[Dataset excerpt]
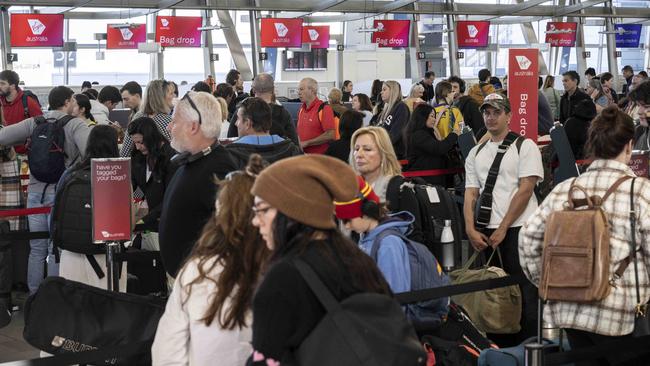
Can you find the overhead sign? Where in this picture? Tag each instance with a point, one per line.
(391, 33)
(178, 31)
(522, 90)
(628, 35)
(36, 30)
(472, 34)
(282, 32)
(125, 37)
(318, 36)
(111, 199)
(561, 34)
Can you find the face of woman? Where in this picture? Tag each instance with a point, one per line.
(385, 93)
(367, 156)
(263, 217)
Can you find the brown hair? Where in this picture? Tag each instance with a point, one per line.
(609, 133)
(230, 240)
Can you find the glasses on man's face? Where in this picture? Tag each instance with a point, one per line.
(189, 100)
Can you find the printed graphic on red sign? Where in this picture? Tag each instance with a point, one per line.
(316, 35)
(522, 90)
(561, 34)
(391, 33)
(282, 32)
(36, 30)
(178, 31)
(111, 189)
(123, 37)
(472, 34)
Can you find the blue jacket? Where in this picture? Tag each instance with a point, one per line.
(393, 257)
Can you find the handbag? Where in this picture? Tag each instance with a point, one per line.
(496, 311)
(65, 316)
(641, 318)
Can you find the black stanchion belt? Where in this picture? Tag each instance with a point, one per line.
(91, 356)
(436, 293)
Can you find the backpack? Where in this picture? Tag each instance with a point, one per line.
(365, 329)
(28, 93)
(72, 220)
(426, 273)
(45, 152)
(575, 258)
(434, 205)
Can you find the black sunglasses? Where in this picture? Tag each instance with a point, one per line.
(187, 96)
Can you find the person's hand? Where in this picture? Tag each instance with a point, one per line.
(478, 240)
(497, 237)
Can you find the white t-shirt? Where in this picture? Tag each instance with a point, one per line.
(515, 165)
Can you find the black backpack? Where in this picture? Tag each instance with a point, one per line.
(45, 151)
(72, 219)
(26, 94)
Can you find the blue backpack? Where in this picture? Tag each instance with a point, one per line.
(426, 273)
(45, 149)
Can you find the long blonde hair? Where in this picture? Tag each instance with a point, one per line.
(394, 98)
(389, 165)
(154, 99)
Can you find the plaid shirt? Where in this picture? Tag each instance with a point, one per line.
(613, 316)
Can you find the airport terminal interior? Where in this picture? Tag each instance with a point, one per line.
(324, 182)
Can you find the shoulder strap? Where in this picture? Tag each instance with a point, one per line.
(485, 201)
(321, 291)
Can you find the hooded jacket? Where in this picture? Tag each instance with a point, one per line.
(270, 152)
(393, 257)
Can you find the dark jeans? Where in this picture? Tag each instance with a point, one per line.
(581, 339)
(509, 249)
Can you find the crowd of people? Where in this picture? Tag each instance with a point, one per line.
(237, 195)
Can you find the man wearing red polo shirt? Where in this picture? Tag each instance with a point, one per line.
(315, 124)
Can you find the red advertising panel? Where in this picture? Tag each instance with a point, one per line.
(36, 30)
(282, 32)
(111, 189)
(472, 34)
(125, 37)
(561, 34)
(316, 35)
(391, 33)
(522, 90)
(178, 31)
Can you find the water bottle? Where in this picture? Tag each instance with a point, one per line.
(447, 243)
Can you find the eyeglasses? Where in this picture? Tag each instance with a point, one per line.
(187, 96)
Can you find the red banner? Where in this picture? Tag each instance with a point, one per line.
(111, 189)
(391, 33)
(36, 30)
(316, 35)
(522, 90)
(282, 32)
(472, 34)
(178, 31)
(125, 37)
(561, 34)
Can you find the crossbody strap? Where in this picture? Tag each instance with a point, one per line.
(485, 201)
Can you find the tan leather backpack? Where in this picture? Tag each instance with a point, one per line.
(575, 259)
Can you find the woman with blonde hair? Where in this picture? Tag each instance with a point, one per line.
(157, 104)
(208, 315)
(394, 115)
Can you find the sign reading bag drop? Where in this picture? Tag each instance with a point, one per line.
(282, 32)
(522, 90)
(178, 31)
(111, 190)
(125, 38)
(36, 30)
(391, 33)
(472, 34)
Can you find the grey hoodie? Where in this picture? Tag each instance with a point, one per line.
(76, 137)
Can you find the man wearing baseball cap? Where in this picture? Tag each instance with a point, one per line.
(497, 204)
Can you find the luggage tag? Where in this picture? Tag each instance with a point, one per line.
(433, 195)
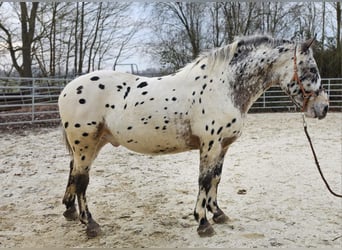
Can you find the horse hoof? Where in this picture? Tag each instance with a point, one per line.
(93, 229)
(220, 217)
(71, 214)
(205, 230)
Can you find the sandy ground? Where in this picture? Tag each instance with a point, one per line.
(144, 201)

Direction
Edit all the items above by replacing "this picture" with "this image" and keeping every other character the same. Omit the pictures from your output.

Output for this task
Can you find the overhead sign? Where in this image? Tag each instance with a point, one per line.
(391, 33)
(178, 31)
(522, 90)
(628, 35)
(36, 30)
(472, 34)
(282, 32)
(125, 37)
(318, 36)
(111, 199)
(561, 34)
Can you find the face of woman? Where in this image? Tag each instance with a point, one per line.
(385, 93)
(367, 156)
(263, 217)
Can you find the brown hair? Where in this image? Tag each instance with a point, one per line.
(609, 133)
(230, 240)
Can you find the glasses on man's face? Where in this image? Tag each instance with a point, one per line.
(189, 100)
Can you find the printed graphic on red sign? Where in this image? Tag each instance with a point, one per line.
(316, 35)
(522, 90)
(561, 34)
(391, 33)
(282, 32)
(36, 30)
(178, 31)
(111, 189)
(123, 37)
(472, 34)
Can you find the blue jacket? Where in this image? Tag each instance with a point, one per line.
(393, 257)
Can you find the handbag? Where in this image? Tag each instance with a point, one per line.
(496, 311)
(65, 316)
(641, 318)
Can you find the black stanchion belt? Where in this image? Tag each instance with a point, one per line.
(91, 356)
(436, 293)
Can you find the backpack? Where in this image? Tag each instance with a point, one per line.
(365, 329)
(28, 93)
(72, 220)
(426, 273)
(45, 152)
(575, 258)
(434, 205)
Can you find the black sunglasses? Where in this image? Tag each instance with a point, one per line.
(187, 96)
Can you find the person's hand? Where in this image? Tag each instance with a point, one per line.
(478, 240)
(497, 237)
Can you find the white t-shirt? Where in this image? Tag each instance with a point, one per line.
(515, 165)
Can you find the black backpack? Where in this image? Tag each instance with a point, one per line.
(45, 151)
(72, 219)
(26, 94)
Can you find the blue backpack? Where in this image? Tag each instance with a point, one per line.
(426, 273)
(45, 149)
Can you find the long blonde hair? Where in this image? Tag each instance with a point, one per line.
(394, 98)
(389, 165)
(154, 99)
Can you find the plaid shirt? Where in this image? Tag each instance with a point, one per line.
(613, 316)
Can you find the airport terminal interior? Where in this image? Tag each instance with a point, one per line.
(324, 182)
Can you find the shoulder strap? Where in this image? Tag each instance with a point, one per line.
(485, 201)
(321, 291)
Can you find the hooded jacket? Where in this image? Tag each instance with a point, one per line.
(270, 152)
(393, 257)
Can you find the dark jeans? Where in this image? Tag each instance with a point, one per line.
(581, 339)
(509, 249)
Can you find the crowd of people? Where in this image? Tag each instance with a point, one per line.
(237, 195)
Can you find the man wearing red polo shirt? Where in this image? Tag each instance with a point, one per line.
(315, 124)
Can you find the red advertising panel? Where in this image? Tag each instance with a point, one per line.
(36, 30)
(282, 32)
(111, 189)
(472, 34)
(125, 37)
(561, 34)
(316, 35)
(391, 33)
(522, 90)
(178, 31)
Can you find the water bottle? Where in this image? Tag each instance with a point, one per line.
(447, 243)
Can you find the eyeglasses? Where in this image? Tag each instance with a point, one per line.
(187, 96)
Can you find the red banner? Where in this image? Tag each instance with a point, one per line.
(111, 189)
(391, 33)
(36, 30)
(316, 35)
(522, 90)
(282, 32)
(472, 34)
(178, 31)
(125, 37)
(561, 34)
Can you find the crossbody strap? Where in this image? Tag each instance with a point, one per line.
(485, 201)
Can you find the tan leather backpack? Where in this image? Tag each instance with a point, one per line.
(575, 259)
Can you find the woman with blonde hair? Where in this image? Tag each instance with a point, one per line.
(157, 104)
(208, 315)
(394, 115)
Can you find the sign reading bag drop? Where in this image? Tag each instance with a point, one per line.
(282, 32)
(522, 90)
(178, 31)
(111, 190)
(125, 38)
(36, 30)
(391, 33)
(472, 34)
Can you find the grey hoodie? Where in this image? Tag each instance with a point, one per line.
(76, 137)
Can you find the man wearing baseball cap? Where in this image? Tag each instance with a point, one per line.
(497, 204)
Can you find the luggage tag? Where in this image? Tag each instance with a point, one per line.
(433, 195)
Can you find the horse hoof? Where in this image? Tag each instance with a point, one per line.
(93, 229)
(220, 217)
(71, 214)
(205, 230)
Can you find the sandy ground? Where in this image? Tag each instance with a point, one per line.
(144, 201)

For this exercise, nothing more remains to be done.